*** Dataset entries Section Begins ***
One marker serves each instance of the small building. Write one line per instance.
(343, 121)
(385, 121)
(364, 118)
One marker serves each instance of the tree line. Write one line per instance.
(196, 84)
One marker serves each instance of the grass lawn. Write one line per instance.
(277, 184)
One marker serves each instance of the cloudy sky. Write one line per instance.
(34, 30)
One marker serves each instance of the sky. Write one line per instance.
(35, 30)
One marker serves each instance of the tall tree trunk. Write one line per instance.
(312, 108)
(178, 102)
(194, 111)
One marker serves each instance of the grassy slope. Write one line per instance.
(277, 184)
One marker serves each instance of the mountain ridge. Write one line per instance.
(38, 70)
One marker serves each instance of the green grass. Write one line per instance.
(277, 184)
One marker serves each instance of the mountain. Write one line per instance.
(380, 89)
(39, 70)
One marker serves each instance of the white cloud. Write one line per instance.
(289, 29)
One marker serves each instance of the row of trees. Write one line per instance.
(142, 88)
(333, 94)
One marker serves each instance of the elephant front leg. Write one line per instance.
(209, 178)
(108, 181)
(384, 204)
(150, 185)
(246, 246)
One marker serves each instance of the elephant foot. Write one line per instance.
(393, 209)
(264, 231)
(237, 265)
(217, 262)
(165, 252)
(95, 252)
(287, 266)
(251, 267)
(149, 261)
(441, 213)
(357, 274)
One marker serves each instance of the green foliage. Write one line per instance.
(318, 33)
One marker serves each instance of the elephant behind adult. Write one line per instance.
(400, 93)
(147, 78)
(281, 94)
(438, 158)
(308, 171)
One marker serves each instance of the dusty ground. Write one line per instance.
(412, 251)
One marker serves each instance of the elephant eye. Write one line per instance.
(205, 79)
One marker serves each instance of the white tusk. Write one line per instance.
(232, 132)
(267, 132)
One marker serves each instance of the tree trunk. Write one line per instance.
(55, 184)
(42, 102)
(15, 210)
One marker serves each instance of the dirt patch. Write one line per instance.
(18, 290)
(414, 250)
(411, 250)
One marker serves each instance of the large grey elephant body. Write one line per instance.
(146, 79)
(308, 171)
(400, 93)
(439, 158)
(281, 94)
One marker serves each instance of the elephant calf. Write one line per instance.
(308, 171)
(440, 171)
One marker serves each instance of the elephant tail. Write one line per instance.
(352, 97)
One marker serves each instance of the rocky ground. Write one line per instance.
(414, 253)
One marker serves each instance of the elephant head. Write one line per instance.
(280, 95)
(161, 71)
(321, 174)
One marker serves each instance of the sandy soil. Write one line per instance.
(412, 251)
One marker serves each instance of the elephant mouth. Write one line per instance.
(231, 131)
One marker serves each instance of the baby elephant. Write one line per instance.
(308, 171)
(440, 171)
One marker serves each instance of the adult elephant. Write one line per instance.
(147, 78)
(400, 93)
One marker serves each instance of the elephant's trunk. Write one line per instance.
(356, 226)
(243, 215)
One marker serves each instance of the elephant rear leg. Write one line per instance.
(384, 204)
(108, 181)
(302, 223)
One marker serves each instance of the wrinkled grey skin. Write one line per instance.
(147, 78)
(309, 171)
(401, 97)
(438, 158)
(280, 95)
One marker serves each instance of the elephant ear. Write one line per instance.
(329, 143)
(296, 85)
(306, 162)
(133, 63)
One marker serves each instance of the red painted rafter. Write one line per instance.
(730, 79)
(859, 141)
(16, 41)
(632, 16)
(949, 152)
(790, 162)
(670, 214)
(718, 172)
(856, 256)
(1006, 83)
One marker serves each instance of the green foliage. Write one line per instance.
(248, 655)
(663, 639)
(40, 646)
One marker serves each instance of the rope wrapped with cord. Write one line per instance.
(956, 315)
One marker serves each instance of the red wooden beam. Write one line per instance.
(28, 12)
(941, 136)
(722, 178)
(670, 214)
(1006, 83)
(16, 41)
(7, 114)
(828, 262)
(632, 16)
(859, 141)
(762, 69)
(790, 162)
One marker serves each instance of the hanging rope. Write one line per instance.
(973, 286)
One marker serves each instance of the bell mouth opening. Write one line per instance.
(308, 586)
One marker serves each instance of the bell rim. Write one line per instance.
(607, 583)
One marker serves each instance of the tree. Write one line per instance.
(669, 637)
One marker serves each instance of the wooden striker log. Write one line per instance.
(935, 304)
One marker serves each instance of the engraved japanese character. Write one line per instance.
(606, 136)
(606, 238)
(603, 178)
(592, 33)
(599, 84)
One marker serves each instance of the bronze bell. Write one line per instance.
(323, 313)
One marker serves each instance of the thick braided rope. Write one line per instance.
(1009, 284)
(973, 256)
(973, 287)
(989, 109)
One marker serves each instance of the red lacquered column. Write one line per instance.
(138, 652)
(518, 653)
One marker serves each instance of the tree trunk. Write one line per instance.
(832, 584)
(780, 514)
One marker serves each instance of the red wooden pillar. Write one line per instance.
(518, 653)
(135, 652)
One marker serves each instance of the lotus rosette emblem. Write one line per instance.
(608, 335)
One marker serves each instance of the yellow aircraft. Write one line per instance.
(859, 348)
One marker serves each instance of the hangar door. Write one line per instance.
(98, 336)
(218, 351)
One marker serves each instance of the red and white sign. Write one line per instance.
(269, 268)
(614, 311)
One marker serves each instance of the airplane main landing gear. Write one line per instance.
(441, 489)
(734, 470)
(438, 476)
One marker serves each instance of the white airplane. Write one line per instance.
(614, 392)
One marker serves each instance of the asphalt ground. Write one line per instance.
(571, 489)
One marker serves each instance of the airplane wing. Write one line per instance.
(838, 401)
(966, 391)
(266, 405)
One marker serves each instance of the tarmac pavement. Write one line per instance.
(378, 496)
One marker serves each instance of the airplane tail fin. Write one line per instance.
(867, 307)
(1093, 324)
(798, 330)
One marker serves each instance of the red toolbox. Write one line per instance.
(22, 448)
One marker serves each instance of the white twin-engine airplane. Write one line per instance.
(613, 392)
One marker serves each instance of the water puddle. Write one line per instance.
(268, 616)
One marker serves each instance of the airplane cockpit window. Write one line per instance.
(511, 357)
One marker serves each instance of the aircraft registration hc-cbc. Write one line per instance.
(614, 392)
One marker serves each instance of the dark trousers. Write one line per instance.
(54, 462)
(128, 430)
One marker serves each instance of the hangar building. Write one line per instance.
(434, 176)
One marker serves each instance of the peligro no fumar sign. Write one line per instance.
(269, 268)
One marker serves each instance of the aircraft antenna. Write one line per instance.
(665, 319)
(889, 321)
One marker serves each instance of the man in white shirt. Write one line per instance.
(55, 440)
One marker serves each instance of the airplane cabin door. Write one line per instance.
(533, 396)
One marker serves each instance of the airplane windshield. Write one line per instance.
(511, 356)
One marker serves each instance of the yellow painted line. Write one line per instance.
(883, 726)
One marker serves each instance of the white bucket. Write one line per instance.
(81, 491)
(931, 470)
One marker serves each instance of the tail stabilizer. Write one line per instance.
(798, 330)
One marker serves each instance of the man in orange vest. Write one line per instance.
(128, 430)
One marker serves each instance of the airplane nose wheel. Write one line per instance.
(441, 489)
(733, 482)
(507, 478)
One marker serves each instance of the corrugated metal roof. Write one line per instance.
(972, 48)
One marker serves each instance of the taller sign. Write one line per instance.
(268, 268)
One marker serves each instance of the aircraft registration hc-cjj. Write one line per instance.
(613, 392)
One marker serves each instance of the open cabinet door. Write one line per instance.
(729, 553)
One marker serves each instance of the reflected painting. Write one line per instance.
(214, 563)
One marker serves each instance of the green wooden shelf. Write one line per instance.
*** Dataset entries Section Ends ***
Required work: Return all of the material precisely as written.

Solution for this problem:
One marker serves each instance of the small building. Write one line per instance.
(343, 121)
(385, 121)
(364, 118)
One marker serves each instance of the tree line. Write one line per instance.
(196, 84)
One marker serves each instance of the grass lawn. Write one line per instance.
(277, 184)
One marker serves each instance of the cloudy sky. Write one line per instance.
(34, 30)
One marker serves each instance of the sky. Write one line per instance.
(35, 30)
One marker serves each instance of the tall tree trunk. Write one line per instance.
(312, 108)
(178, 102)
(194, 111)
One marker serves each instance of the grassy slope. Write one line per instance.
(277, 184)
One marker serves each instance of the mountain ridge. Write one line per instance.
(38, 70)
One marker serves each instance of the green grass. Write one line per instance.
(277, 184)
One marker serves each instance of the mountain. Write one line per instance.
(380, 89)
(39, 70)
One marker serves each instance of the white cloud. Write one line per instance.
(289, 29)
One marker serves each instance of the row of trees. Write one line per instance.
(142, 88)
(333, 94)
One marker serves each instance of the elephant front leg. Write one line per instance.
(209, 178)
(108, 181)
(384, 204)
(150, 185)
(246, 246)
One marker serves each instance of the elephant foot. Write one line per instance.
(393, 209)
(264, 231)
(237, 265)
(217, 262)
(165, 252)
(95, 252)
(287, 266)
(251, 267)
(149, 261)
(441, 213)
(357, 274)
One marker serves each instance of the green foliage. Write one line per instance.
(318, 33)
One marker serves each instance of the elephant behind adult. Write one line per instance.
(400, 93)
(147, 78)
(281, 94)
(438, 158)
(308, 171)
One marker serves each instance of the dusty ground. Write one line per instance.
(412, 251)
One marker serves each instance of the elephant eye. Write one line per instance.
(205, 79)
One marker serves each instance of the white tusk. Write one line per instance.
(232, 132)
(267, 132)
One marker serves each instance of the tree trunk. Write one line per instance.
(55, 184)
(42, 102)
(15, 210)
One marker serves each instance of the dirt patch. Write one line per instance.
(18, 290)
(414, 250)
(411, 250)
One marker serves each instance of the large grey elephant body. Write one line per instance.
(146, 79)
(308, 171)
(400, 93)
(439, 158)
(281, 94)
One marker serves each instance of the elephant calf. Write one line per instance.
(308, 171)
(440, 171)
One marker serves each instance of the elephant tail. Write one line per instance.
(352, 97)
One marker serves each instance of the rocky ground. Write one line per instance.
(414, 253)
One marker serves each instance of the elephant head. Write one line per instance.
(280, 95)
(161, 71)
(321, 174)
One marker serves each instance of the sandy soil. Write one line per instance.
(412, 251)
One marker serves each instance of the elephant mouth. Write one line per instance.
(231, 131)
One marker serves each instance of the baby elephant. Write one line per instance.
(308, 171)
(440, 171)
One marker serves each instance of the adult elephant. Write one line per instance.
(147, 78)
(400, 93)
One marker serves each instance of the elephant's trunk. Write one line per instance.
(356, 226)
(243, 215)
One marker serves each instance of the elephant rear leg. Write one line per instance.
(384, 204)
(108, 181)
(302, 223)
One marker serves each instance of the wrinkled grey skin. Write one line per instance.
(147, 78)
(309, 171)
(401, 97)
(438, 158)
(280, 95)
One marker serves each instance of the elephant ear. Write one line per instance.
(329, 143)
(296, 85)
(306, 162)
(133, 63)
One marker serves each instance of the red painted rafter. Write one line per instance.
(730, 79)
(859, 141)
(16, 41)
(632, 16)
(949, 152)
(790, 162)
(670, 214)
(718, 172)
(856, 256)
(1006, 83)
One marker serves each instance of the green foliage. Write one line per instance.
(248, 655)
(663, 639)
(40, 646)
One marker serves each instance of the rope wrapped with cord. Write one line per instance.
(956, 315)
One marker serves each instance of the red wooden beam. Write one line per instance.
(28, 12)
(941, 136)
(722, 178)
(670, 214)
(1006, 83)
(16, 41)
(7, 114)
(828, 262)
(632, 16)
(859, 141)
(762, 69)
(790, 162)
One marker serves each instance of the hanging rope. Write one line per instance.
(973, 286)
One marker serves each instance of the bell mouth opening. Write one line per instance.
(308, 586)
One marker serves each instance of the bell rim. Write one line per instance.
(607, 583)
One marker serves each instance of the tree. Write one line per instance.
(669, 637)
One marker serves each instance of the wooden striker log. Write one line per instance.
(935, 304)
One marker serves each instance of the engraved japanese character. Write one line per instance.
(606, 136)
(606, 238)
(603, 178)
(592, 33)
(599, 84)
One marker serves each instance of the bronze bell. Write one line per instance.
(323, 313)
One marker serves each instance of the thick braided rope. Write one line per instance.
(1009, 284)
(973, 256)
(973, 287)
(989, 109)
One marker serves each instance of the red lacquered column. Write one line per instance.
(138, 652)
(518, 653)
One marker serves each instance of the tree trunk. Write one line per instance.
(832, 584)
(780, 514)
One marker serves each instance of the red wooden pillar. Write one line per instance.
(518, 653)
(135, 652)
One marker serves each instance of the lotus rosette emblem. Write one line per instance.
(608, 335)
One marker serves each instance of the yellow aircraft. Write one line per instance.
(859, 348)
One marker serves each instance of the hangar door. Write one line per instance.
(98, 336)
(218, 351)
One marker serves each instance of the red and white sign. Write one line per instance.
(269, 268)
(614, 311)
One marker serves each instance of the airplane main landing gear. Write one line per instance.
(441, 489)
(734, 470)
(438, 476)
One marker serves each instance of the white airplane. Write one line per instance.
(614, 392)
One marker serves each instance of the asphalt ground. Write one line per instance.
(571, 489)
One marker serves each instance of the airplane wing. Write one line per instance.
(838, 401)
(966, 391)
(266, 405)
One marker serves each instance of the tarmac pavement. Write one line per instance.
(378, 496)
One marker serves each instance of the airplane tail fin. Write one line per instance.
(867, 307)
(1093, 324)
(798, 330)
One marker serves each instance of the red toolbox. Write one line per instance.
(22, 448)
One marker serves each instance of the white twin-engine airplane. Write one line per instance.
(613, 392)
One marker serves each instance of the water puddle. Write one line per instance.
(268, 616)
One marker serves each instance of the airplane cockpit window. Write one line per instance.
(511, 357)
One marker serves each instance of the aircraft registration hc-cbc. Write one line per instance.
(614, 392)
One marker serves each instance of the dark trousers. Write one line per instance.
(54, 462)
(128, 430)
One marker serves each instance of the hangar building. Write one line per instance.
(434, 176)
One marker serves each instance of the peligro no fumar sign. Write one line per instance.
(269, 268)
One marker serves each instance of the aircraft antenna. Write one line per instance.
(665, 319)
(889, 321)
One marker serves each instance of the man in white shirt. Write one line per instance.
(55, 440)
One marker serves each instance of the airplane cabin door. Write one line per instance.
(533, 396)
One marker serves each instance of the airplane windshield. Write one line per instance.
(511, 356)
One marker serves each instance of the yellow painted line. Write one line per instance.
(883, 726)
One marker serves each instance of the white bucket. Write one line per instance.
(81, 491)
(931, 470)
One marker serves each instance of the tail stabilizer. Write one line per instance.
(798, 330)
One marker serves each instance of the man in orange vest. Write one line per instance.
(128, 430)
One marker serves each instance of the airplane nose wheel. Write one line per instance.
(441, 489)
(733, 482)
(507, 478)
One marker serves each instance of the corrugated metal roof. Write one line per instance.
(972, 48)
One marker serves each instance of the taller sign. Write one line per instance.
(268, 268)
One marker serves each instance of the aircraft registration hc-cjj. Write one line per instance.
(613, 392)
One marker serves each instance of the open cabinet door. Write one line per instance.
(729, 553)
One marker serves each instance of the reflected painting. Write one line per instance.
(214, 563)
One marker serves each instance of the green wooden shelf. Write one line per instance.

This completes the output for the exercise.